__Exercise requirements__: Below is some material; set it all down exactly, apart from the pictures.

BEGIN Provided records

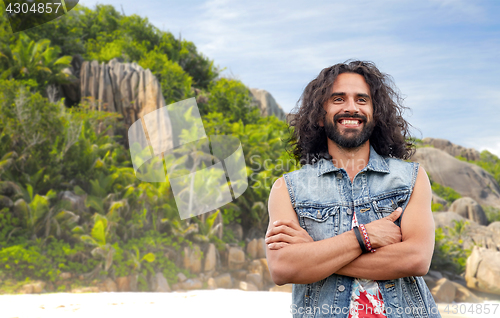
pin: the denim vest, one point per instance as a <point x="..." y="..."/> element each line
<point x="324" y="199"/>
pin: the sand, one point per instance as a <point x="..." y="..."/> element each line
<point x="218" y="303"/>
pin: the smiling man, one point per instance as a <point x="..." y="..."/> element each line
<point x="352" y="229"/>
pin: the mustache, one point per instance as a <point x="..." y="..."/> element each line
<point x="337" y="117"/>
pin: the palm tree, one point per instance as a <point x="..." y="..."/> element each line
<point x="29" y="60"/>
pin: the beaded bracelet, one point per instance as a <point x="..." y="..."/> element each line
<point x="359" y="237"/>
<point x="366" y="239"/>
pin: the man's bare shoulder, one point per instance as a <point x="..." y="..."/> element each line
<point x="279" y="205"/>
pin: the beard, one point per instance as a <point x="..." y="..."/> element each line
<point x="352" y="138"/>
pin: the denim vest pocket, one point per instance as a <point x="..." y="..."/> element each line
<point x="321" y="222"/>
<point x="386" y="203"/>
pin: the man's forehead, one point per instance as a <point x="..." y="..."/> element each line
<point x="350" y="83"/>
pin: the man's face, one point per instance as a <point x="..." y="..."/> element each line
<point x="349" y="111"/>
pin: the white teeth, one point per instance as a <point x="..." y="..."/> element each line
<point x="350" y="122"/>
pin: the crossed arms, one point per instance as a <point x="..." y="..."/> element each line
<point x="294" y="257"/>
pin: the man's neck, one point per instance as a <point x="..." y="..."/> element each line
<point x="352" y="160"/>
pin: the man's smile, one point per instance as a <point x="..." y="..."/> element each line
<point x="350" y="122"/>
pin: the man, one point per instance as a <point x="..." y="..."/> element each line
<point x="353" y="195"/>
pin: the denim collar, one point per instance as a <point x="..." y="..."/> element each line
<point x="375" y="163"/>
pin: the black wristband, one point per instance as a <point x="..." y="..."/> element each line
<point x="360" y="239"/>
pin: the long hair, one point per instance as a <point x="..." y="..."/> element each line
<point x="390" y="137"/>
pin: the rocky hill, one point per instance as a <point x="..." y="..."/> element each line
<point x="467" y="179"/>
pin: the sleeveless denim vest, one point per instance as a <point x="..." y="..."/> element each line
<point x="324" y="199"/>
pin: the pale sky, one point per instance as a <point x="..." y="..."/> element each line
<point x="442" y="54"/>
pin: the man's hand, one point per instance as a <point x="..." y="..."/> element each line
<point x="284" y="232"/>
<point x="384" y="232"/>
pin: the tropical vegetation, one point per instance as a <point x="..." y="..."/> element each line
<point x="69" y="197"/>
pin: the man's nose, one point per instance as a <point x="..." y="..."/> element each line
<point x="351" y="106"/>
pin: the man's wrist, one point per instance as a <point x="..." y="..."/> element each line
<point x="360" y="239"/>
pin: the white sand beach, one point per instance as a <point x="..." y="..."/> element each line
<point x="218" y="303"/>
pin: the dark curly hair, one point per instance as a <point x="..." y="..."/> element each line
<point x="390" y="137"/>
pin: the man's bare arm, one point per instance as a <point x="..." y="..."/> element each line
<point x="288" y="260"/>
<point x="412" y="256"/>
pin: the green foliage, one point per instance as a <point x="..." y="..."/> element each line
<point x="446" y="193"/>
<point x="435" y="207"/>
<point x="31" y="260"/>
<point x="232" y="99"/>
<point x="34" y="63"/>
<point x="492" y="213"/>
<point x="449" y="253"/>
<point x="103" y="33"/>
<point x="125" y="226"/>
<point x="175" y="82"/>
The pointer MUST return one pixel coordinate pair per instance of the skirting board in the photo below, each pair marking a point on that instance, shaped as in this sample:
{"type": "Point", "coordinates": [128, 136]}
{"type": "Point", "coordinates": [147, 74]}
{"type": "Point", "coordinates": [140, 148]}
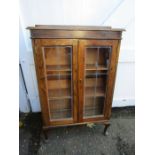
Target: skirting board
{"type": "Point", "coordinates": [123, 102]}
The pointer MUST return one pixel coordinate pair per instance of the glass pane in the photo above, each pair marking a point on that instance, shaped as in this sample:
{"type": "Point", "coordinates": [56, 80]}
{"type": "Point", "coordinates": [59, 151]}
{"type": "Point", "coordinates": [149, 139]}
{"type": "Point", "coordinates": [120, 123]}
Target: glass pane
{"type": "Point", "coordinates": [58, 61]}
{"type": "Point", "coordinates": [96, 71]}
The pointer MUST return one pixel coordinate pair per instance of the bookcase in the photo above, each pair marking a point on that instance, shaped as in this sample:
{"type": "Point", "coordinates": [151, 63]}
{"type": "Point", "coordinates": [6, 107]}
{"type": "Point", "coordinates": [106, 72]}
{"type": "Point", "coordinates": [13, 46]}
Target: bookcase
{"type": "Point", "coordinates": [76, 69]}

END Provided records

__Solution for this problem__:
pin: the denim vest, one point per instance as a <point x="..." y="..."/> element each line
<point x="324" y="199"/>
pin: the sand, one point per instance as a <point x="..." y="..."/> element each line
<point x="218" y="303"/>
pin: the smiling man, one point per instance as a <point x="..." y="..."/> element each line
<point x="352" y="229"/>
pin: the mustache, one point per instance as a <point x="..." y="..."/> element each line
<point x="337" y="117"/>
pin: the palm tree, one point per instance as a <point x="..." y="..."/> element each line
<point x="29" y="60"/>
pin: the beaded bracelet, one point per instance as a <point x="..." y="..."/> element each line
<point x="359" y="237"/>
<point x="366" y="239"/>
pin: the man's bare shoulder, one point per instance as a <point x="..." y="..."/> element each line
<point x="279" y="205"/>
pin: the beard, one point per instance as a <point x="..." y="..."/> element each line
<point x="352" y="138"/>
pin: the denim vest pocket, one point per instance as a <point x="..." y="..."/> element each line
<point x="321" y="222"/>
<point x="386" y="203"/>
pin: the man's forehead, one point per instance as a <point x="..." y="..."/> element each line
<point x="350" y="83"/>
pin: the man's face, one point per instance as a <point x="..." y="..."/> element each line
<point x="349" y="111"/>
pin: the white teeth, one point per instance as a <point x="..." y="..."/> element each line
<point x="350" y="122"/>
pin: the crossed arms, one point per instance as a <point x="..." y="..."/> element each line
<point x="294" y="257"/>
pin: the man's neck, one point per instance as a <point x="..." y="..."/> element each line
<point x="352" y="160"/>
pin: the man's smile, one point per instance as a <point x="..." y="..."/> element each line
<point x="350" y="122"/>
pin: the man, one point per instance as a <point x="..." y="..."/> element each line
<point x="353" y="195"/>
pin: the denim collar, one point per instance as a <point x="..." y="..."/> element each line
<point x="375" y="163"/>
pin: the black wristband, one point per instance as a <point x="..." y="..."/> element each line
<point x="360" y="239"/>
pin: the long hair, one point per instance as a <point x="..." y="..."/> element each line
<point x="390" y="137"/>
pin: the rocky hill, one point per instance as a <point x="..." y="..."/> element each line
<point x="467" y="179"/>
pin: the sleeveless denim vest, one point per instance as a <point x="..." y="..."/> element each line
<point x="324" y="199"/>
pin: the pale sky, one point per instance as a <point x="..." y="..."/> element each line
<point x="442" y="54"/>
pin: the man's hand, one point per instance as a <point x="..." y="..."/> element each line
<point x="284" y="232"/>
<point x="384" y="232"/>
pin: the tropical vegetation, one point per instance as a <point x="..." y="..."/> element each line
<point x="69" y="197"/>
pin: the man's nose, one point per instance as a <point x="..." y="..."/> element each line
<point x="351" y="106"/>
pin: the man's wrist, one point per instance as a <point x="..." y="..."/> element each line
<point x="360" y="239"/>
pin: the white sand beach, one point per instance as a <point x="..." y="..."/> element each line
<point x="218" y="303"/>
pin: the dark curly hair, one point per instance as a <point x="..." y="..."/> element each line
<point x="390" y="137"/>
pin: the man's bare arm, one point per instance as a <point x="..." y="..."/> element each line
<point x="288" y="260"/>
<point x="412" y="256"/>
pin: the green foliage, one point per instance as a <point x="..." y="..."/> element each line
<point x="446" y="193"/>
<point x="435" y="207"/>
<point x="31" y="260"/>
<point x="232" y="99"/>
<point x="34" y="63"/>
<point x="492" y="213"/>
<point x="449" y="253"/>
<point x="103" y="33"/>
<point x="125" y="226"/>
<point x="175" y="82"/>
The pointer MUST return one pixel coordinate pair per instance of the skirting board in the photo below, each pair marking a point on that instance, shaped as in this sample:
{"type": "Point", "coordinates": [128, 136]}
{"type": "Point", "coordinates": [147, 74]}
{"type": "Point", "coordinates": [140, 148]}
Target: skirting board
{"type": "Point", "coordinates": [123, 102]}
The pointer MUST return one pixel coordinate pair per instance of the glass pane in the photo above, each pair marking a point on that instance, shaped as in this sample:
{"type": "Point", "coordinates": [56, 80]}
{"type": "Point", "coordinates": [59, 151]}
{"type": "Point", "coordinates": [149, 139]}
{"type": "Point", "coordinates": [120, 123]}
Target: glass pane
{"type": "Point", "coordinates": [58, 61]}
{"type": "Point", "coordinates": [96, 71]}
The pointer MUST return one pixel coordinate pair per instance of the bookcase in the photo above, each pair marking a point on that instance, shaped as in this sample:
{"type": "Point", "coordinates": [151, 63]}
{"type": "Point", "coordinates": [6, 107]}
{"type": "Point", "coordinates": [106, 72]}
{"type": "Point", "coordinates": [13, 46]}
Target: bookcase
{"type": "Point", "coordinates": [76, 69]}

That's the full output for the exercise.